#### Text excerpt
Posted by Phil Steinmeyer on 2005/4/18 9:19:21

This weekend, I made my first ever trip to M.I.T. (and first trip in 25 years to Boston).  Some notes/thoughts:



The city is amazingly compact in comparison to most other American cities.  The main airport is only about 2 miles from downtown, and in turn, downtown was only about 1-2 miles  from M.I.T., where I was attending a conference.

Boston was COLD.  Maybe it was just unfortunate timing, but I flew out of St. Louis, where it had been in the 70s, to Boston, which was in the low 40s, with a nasty wind that made things feel much colder.  Boston is clearly a northern city, and the waterfront area is the coldest.

I did a little sightseeing upon arrival.  The historic sites I visited (the old North Church, Paul Revere’s House, the Townhouse), were nice, but all could be seen relatively quickly.  I only missed one other site that seemed interesting (Old Ironsides).  All-in-all, it seems you can see all the main colonial-era sites in Boston in under half-a-day.  I also visited one non-traditional site - a Shoah memorial in a park by City Hall.  The memorial was well done and moving, perhaps more so than any of the ‘classic‘ Boston sites, and worth visiting.

M.I.T. has a great location – on the scenic Charles River, directly across from downtown Boston.  However, the campus itself is rather unattractive – bland looking modern buildings with very little green space.  The one ‘feature’ building is a newly built Frank Gehry that is just about the ugliest major building I’ve ever seen.  The pictures don’t do justice to the in-person view.  It doesn’t fit with it’s surroundings and is just plain odd.
########
Stated goal a | Gather every line of the listing below that contains the string "blue", matching case exactly.
#### Records to use
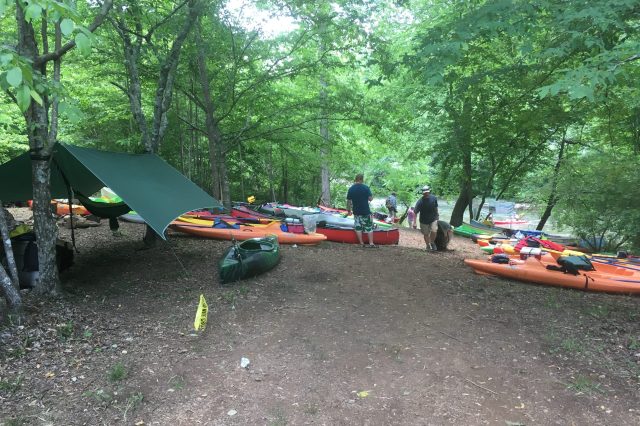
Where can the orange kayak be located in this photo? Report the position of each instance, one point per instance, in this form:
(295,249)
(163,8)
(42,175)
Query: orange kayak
(246,231)
(607,278)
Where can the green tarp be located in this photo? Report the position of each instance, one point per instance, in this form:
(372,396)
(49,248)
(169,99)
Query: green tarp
(145,182)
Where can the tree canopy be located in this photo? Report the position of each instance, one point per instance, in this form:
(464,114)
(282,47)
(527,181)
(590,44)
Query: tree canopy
(523,100)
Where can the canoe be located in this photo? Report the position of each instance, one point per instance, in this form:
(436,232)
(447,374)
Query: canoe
(605,277)
(249,258)
(322,218)
(247,231)
(225,221)
(348,235)
(243,212)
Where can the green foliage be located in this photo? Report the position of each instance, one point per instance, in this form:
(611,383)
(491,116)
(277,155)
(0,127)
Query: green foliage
(599,198)
(584,385)
(118,372)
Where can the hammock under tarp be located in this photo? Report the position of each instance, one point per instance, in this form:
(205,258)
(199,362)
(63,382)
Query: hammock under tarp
(102,208)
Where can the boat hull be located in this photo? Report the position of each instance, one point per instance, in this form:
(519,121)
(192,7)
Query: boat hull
(606,278)
(346,235)
(245,232)
(248,259)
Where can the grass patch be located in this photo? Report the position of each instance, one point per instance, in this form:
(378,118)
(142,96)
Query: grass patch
(65,331)
(584,385)
(118,372)
(311,409)
(177,382)
(279,418)
(230,297)
(633,343)
(11,386)
(132,402)
(571,345)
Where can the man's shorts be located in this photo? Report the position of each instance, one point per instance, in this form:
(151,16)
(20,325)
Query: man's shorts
(363,223)
(428,228)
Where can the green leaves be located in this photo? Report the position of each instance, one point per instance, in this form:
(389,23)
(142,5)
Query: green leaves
(67,26)
(83,43)
(23,96)
(33,11)
(14,76)
(3,6)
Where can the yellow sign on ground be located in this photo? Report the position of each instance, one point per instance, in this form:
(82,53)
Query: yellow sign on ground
(201,315)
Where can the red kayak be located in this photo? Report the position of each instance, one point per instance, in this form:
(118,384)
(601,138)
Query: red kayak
(510,222)
(246,212)
(346,235)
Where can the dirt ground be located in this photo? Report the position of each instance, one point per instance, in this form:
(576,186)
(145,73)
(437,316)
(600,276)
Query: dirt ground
(335,335)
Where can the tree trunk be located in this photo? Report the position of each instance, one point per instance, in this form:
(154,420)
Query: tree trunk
(46,229)
(8,249)
(217,150)
(462,137)
(325,147)
(12,297)
(553,196)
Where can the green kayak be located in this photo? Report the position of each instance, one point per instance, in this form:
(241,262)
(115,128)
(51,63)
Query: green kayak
(249,258)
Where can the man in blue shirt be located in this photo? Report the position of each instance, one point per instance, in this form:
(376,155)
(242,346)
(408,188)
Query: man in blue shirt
(427,208)
(358,198)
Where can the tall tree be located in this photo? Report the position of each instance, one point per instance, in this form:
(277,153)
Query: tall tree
(32,78)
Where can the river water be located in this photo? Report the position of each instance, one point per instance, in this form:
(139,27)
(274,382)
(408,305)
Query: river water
(529,213)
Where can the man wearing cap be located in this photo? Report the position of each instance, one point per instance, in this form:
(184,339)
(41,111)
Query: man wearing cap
(427,209)
(392,206)
(358,198)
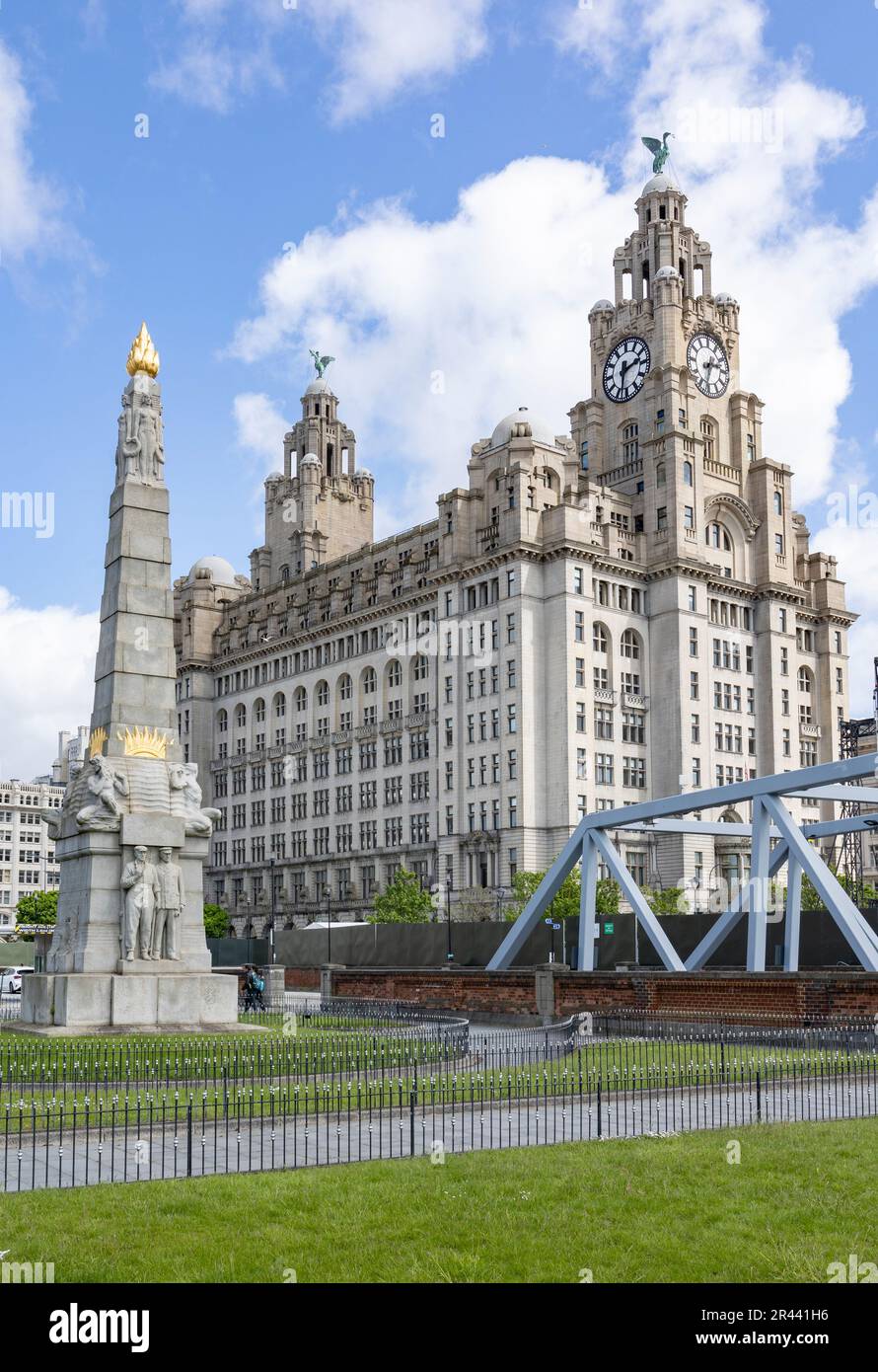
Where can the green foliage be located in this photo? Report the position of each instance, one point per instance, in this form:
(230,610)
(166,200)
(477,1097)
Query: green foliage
(607,896)
(670,901)
(565,904)
(403,901)
(811,900)
(37,908)
(216,921)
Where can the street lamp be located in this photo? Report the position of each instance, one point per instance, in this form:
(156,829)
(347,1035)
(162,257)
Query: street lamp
(551,929)
(273,906)
(329,899)
(449,888)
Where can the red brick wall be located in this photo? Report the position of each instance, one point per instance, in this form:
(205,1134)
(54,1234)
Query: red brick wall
(743,995)
(470,989)
(302,978)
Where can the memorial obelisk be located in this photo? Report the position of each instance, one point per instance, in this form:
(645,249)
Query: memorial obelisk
(129,949)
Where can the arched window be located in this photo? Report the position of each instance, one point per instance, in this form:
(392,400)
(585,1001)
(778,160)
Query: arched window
(629,645)
(716,535)
(708,435)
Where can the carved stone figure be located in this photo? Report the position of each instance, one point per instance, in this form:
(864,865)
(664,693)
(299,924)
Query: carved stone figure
(169,904)
(141,886)
(103,784)
(140,452)
(62,939)
(184,777)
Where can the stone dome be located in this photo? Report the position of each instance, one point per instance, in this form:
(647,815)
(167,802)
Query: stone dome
(660,183)
(214,569)
(541,429)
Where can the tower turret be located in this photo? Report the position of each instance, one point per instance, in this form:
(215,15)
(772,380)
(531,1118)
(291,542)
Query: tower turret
(322,505)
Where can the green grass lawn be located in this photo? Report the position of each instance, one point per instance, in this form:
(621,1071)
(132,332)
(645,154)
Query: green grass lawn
(642,1210)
########
Stated goal b | Reproduce the passage of the Boston trip post above word for word, starting at "Boston was COLD.  Maybe" and ending at "is the coldest.".

Final answer a |
Where can the man in blue shirt be located in this photo? Report the position of each instance, one point per instance, in this form:
Query: man in blue shirt

Final answer b |
Boston was COLD.  Maybe it was just unfortunate timing, but I flew out of St. Louis, where it had been in the 70s, to Boston, which was in the low 40s, with a nasty wind that made things feel much colder.  Boston is clearly a northern city, and the waterfront area is the coldest.